───── Information shown

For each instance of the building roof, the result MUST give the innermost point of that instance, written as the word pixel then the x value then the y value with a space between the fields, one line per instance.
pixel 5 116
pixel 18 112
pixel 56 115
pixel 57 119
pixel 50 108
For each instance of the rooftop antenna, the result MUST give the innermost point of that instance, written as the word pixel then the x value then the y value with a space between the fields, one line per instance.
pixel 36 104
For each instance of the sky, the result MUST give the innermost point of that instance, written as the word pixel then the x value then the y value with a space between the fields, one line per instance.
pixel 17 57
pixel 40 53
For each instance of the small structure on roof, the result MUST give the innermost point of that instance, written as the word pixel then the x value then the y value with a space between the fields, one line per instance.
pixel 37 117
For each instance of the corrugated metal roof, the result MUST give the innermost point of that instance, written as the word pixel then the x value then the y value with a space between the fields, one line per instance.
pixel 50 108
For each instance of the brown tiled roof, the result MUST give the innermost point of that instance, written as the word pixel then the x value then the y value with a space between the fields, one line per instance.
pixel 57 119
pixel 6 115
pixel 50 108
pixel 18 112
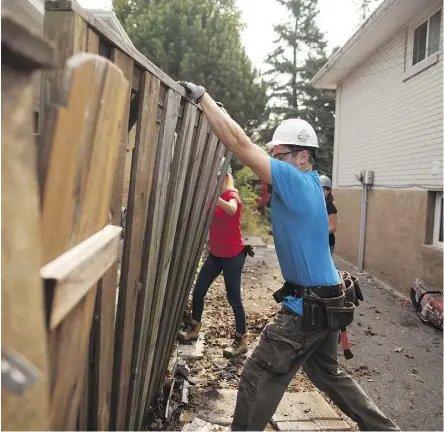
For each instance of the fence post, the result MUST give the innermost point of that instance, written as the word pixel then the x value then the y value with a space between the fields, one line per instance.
pixel 24 345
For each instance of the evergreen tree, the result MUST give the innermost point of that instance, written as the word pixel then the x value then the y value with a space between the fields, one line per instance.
pixel 299 54
pixel 199 41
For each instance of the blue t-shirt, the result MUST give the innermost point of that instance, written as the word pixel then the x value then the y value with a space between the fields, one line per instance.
pixel 300 229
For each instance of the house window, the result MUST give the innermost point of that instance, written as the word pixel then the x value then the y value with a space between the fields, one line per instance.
pixel 438 220
pixel 426 38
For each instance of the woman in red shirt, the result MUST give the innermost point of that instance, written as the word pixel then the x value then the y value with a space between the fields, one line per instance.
pixel 227 255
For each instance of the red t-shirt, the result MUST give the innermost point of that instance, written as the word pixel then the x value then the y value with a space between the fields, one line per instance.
pixel 225 235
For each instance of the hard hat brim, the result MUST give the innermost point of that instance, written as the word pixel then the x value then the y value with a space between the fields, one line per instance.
pixel 273 143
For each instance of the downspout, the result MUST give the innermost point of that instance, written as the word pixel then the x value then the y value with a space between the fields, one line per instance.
pixel 367 182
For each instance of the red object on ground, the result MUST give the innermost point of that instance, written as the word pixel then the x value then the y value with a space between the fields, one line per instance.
pixel 225 234
pixel 428 304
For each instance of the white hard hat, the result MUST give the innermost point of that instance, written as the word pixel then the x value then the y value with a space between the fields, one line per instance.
pixel 294 132
pixel 325 181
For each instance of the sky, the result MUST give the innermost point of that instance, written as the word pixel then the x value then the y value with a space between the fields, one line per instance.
pixel 338 19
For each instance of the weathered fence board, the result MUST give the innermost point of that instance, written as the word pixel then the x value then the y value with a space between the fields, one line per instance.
pixel 153 235
pixel 103 330
pixel 144 159
pixel 23 315
pixel 108 360
pixel 82 193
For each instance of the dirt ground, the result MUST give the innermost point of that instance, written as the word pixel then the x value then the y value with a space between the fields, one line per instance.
pixel 397 359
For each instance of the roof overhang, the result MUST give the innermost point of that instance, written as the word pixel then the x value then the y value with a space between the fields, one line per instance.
pixel 386 21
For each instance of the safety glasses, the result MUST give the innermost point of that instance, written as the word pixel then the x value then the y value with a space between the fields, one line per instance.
pixel 284 156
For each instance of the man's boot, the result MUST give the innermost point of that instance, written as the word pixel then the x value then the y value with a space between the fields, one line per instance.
pixel 238 347
pixel 191 333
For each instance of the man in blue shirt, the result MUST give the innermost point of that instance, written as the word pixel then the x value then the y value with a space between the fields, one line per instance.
pixel 294 338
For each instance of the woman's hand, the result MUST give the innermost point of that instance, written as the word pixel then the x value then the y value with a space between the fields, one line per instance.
pixel 229 207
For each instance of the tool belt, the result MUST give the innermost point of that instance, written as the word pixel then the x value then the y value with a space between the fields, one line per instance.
pixel 324 306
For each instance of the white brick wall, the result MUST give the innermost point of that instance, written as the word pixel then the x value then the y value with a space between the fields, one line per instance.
pixel 389 124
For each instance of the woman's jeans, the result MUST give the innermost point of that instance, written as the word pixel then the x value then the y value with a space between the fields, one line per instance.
pixel 232 270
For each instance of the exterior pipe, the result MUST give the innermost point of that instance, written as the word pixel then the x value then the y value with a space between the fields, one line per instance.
pixel 362 231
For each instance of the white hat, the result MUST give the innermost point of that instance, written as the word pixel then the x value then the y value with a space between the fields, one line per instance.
pixel 294 132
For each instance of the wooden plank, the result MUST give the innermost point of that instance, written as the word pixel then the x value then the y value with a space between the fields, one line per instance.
pixel 73 273
pixel 311 425
pixel 59 6
pixel 23 314
pixel 142 169
pixel 166 214
pixel 92 42
pixel 91 85
pixel 66 31
pixel 137 74
pixel 184 142
pixel 25 13
pixel 198 141
pixel 103 349
pixel 183 244
pixel 154 239
pixel 183 293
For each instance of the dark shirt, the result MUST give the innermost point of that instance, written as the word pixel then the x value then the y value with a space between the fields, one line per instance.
pixel 331 209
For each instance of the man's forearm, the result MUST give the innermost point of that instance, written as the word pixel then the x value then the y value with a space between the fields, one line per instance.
pixel 225 128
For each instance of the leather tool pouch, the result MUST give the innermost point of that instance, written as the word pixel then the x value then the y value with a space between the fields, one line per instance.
pixel 327 313
pixel 288 289
pixel 314 315
pixel 340 317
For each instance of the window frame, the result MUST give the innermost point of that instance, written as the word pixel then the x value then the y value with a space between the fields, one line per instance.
pixel 411 69
pixel 427 38
pixel 437 220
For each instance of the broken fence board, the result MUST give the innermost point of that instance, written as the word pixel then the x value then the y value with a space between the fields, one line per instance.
pixel 89 79
pixel 23 314
pixel 180 299
pixel 102 345
pixel 183 243
pixel 142 169
pixel 184 142
pixel 154 241
pixel 73 273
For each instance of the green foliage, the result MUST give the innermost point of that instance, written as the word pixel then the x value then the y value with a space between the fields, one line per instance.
pixel 299 54
pixel 199 41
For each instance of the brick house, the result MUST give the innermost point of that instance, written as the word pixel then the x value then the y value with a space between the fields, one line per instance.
pixel 389 120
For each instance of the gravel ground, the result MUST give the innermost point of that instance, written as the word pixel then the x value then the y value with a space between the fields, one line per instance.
pixel 397 359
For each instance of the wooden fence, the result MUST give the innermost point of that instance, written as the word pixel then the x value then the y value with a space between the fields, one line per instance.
pixel 100 364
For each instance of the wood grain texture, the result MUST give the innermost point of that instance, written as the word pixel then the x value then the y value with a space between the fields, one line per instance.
pixel 175 194
pixel 76 200
pixel 158 216
pixel 61 6
pixel 77 270
pixel 142 170
pixel 104 326
pixel 23 314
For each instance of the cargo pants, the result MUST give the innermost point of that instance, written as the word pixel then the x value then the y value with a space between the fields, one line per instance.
pixel 284 347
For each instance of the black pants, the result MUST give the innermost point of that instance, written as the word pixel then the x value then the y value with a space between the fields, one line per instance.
pixel 232 269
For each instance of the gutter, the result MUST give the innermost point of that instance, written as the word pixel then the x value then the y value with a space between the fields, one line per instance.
pixel 368 24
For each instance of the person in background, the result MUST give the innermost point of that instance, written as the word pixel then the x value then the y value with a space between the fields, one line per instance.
pixel 226 254
pixel 331 210
pixel 304 333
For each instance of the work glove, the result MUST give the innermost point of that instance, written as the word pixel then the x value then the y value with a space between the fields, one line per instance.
pixel 193 91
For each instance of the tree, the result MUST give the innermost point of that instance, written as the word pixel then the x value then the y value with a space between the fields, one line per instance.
pixel 199 40
pixel 299 54
pixel 365 7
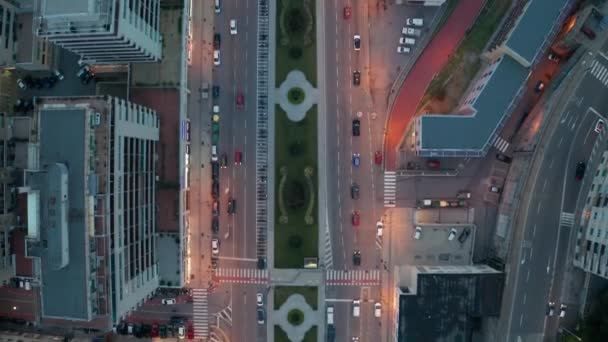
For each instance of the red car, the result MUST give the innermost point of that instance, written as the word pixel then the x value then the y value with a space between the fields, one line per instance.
pixel 346 12
pixel 238 157
pixel 240 100
pixel 355 218
pixel 378 157
pixel 433 164
pixel 190 333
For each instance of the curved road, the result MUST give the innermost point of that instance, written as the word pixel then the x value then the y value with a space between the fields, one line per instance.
pixel 428 65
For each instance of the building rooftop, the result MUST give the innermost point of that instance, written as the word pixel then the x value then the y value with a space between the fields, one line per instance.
pixel 62 140
pixel 445 302
pixel 474 132
pixel 534 26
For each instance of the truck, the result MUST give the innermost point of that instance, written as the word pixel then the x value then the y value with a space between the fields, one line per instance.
pixel 414 22
pixel 330 315
pixel 408 31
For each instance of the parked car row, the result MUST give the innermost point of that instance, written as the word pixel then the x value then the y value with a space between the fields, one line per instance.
pixel 28 82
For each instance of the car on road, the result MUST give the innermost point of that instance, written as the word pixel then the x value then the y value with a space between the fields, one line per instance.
pixel 238 157
pixel 357 258
pixel 356 159
pixel 503 158
pixel 562 311
pixel 377 310
pixel 433 164
pixel 261 316
pixel 417 233
pixel 215 246
pixel 216 57
pixel 217 41
pixel 356 127
pixel 240 100
pixel 224 161
pixel 346 12
pixel 355 218
pixel 580 170
pixel 354 191
pixel 356 307
pixel 495 189
pixel 452 234
pixel 357 42
pixel 414 22
pixel 233 30
pixel 464 235
pixel 540 86
pixel 550 309
pixel 599 126
pixel 168 301
pixel 231 205
pixel 378 157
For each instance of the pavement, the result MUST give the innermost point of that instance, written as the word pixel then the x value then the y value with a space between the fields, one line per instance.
pixel 549 208
pixel 430 62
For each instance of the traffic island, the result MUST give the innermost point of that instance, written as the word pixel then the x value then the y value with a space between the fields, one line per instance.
pixel 296 227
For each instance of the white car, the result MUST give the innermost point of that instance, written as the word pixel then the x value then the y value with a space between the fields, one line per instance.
pixel 233 26
pixel 357 42
pixel 452 234
pixel 215 246
pixel 168 301
pixel 379 228
pixel 418 233
pixel 403 49
pixel 216 57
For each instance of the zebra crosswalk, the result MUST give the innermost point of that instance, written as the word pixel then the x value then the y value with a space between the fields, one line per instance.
pixel 566 219
pixel 200 317
pixel 242 275
pixel 501 144
pixel 600 72
pixel 390 189
pixel 352 277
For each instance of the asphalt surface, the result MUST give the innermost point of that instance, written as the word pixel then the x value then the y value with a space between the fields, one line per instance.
pixel 550 215
pixel 230 305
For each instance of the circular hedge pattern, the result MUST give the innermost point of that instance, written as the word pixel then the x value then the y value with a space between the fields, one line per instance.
pixel 295 317
pixel 296 95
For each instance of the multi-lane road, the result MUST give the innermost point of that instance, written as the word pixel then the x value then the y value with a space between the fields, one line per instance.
pixel 550 214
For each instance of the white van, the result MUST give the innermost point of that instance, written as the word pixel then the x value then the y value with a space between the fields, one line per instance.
pixel 214 153
pixel 407 41
pixel 356 308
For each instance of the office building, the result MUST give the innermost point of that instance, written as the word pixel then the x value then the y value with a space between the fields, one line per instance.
pixel 102 31
pixel 91 208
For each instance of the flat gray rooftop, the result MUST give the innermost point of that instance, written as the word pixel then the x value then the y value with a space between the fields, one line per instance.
pixel 60 7
pixel 62 140
pixel 535 24
pixel 472 132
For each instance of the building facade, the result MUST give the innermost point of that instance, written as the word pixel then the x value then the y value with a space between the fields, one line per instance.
pixel 102 31
pixel 94 192
pixel 592 233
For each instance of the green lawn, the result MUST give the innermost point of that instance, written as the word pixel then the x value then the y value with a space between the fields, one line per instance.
pixel 286 134
pixel 281 293
pixel 473 44
pixel 281 336
pixel 307 63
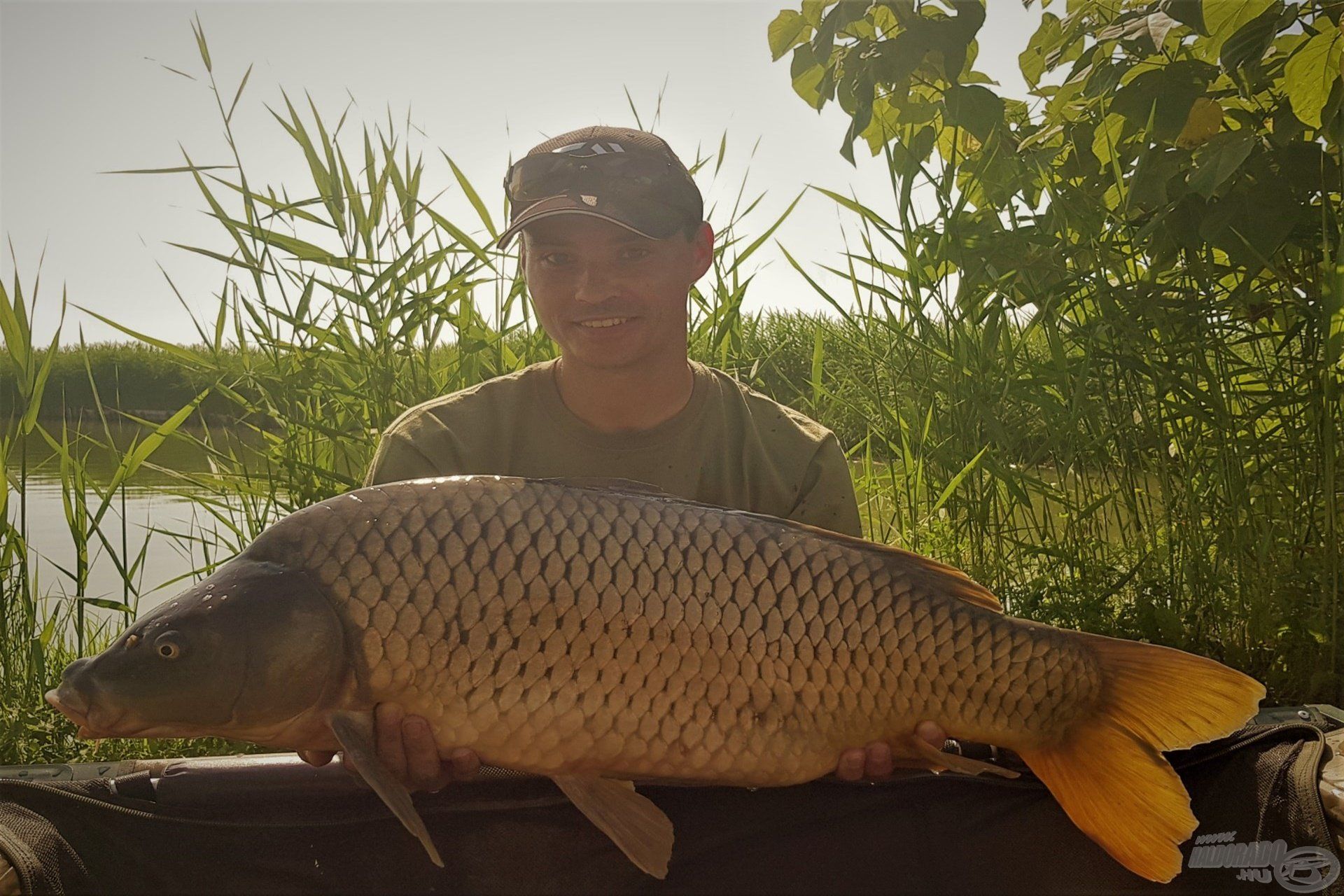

──────────

[Work to complete]: Copy everything from the line containing "For each instance of the tool" down to the line containing "pixel 232 270", both of those lines included, keeping every character unchanged.

[Output of the task]:
For each instance of the tool belt, the result MUST give the innermost point of that instance, written as the word pixel then the x value then the y value with a space between the fields, one line per instance.
pixel 324 306
For each instance of the white brick wall, the result MUST give the innermost point of that instance, written as the word pixel then the x value then the y value with a space between the fields, one line per instance.
pixel 389 124
For each instance of the woman's jeans, the result MUST give the innermost point of that instance, written as the word pixel then the x value then the y value with a space between the fields, one line per instance.
pixel 232 270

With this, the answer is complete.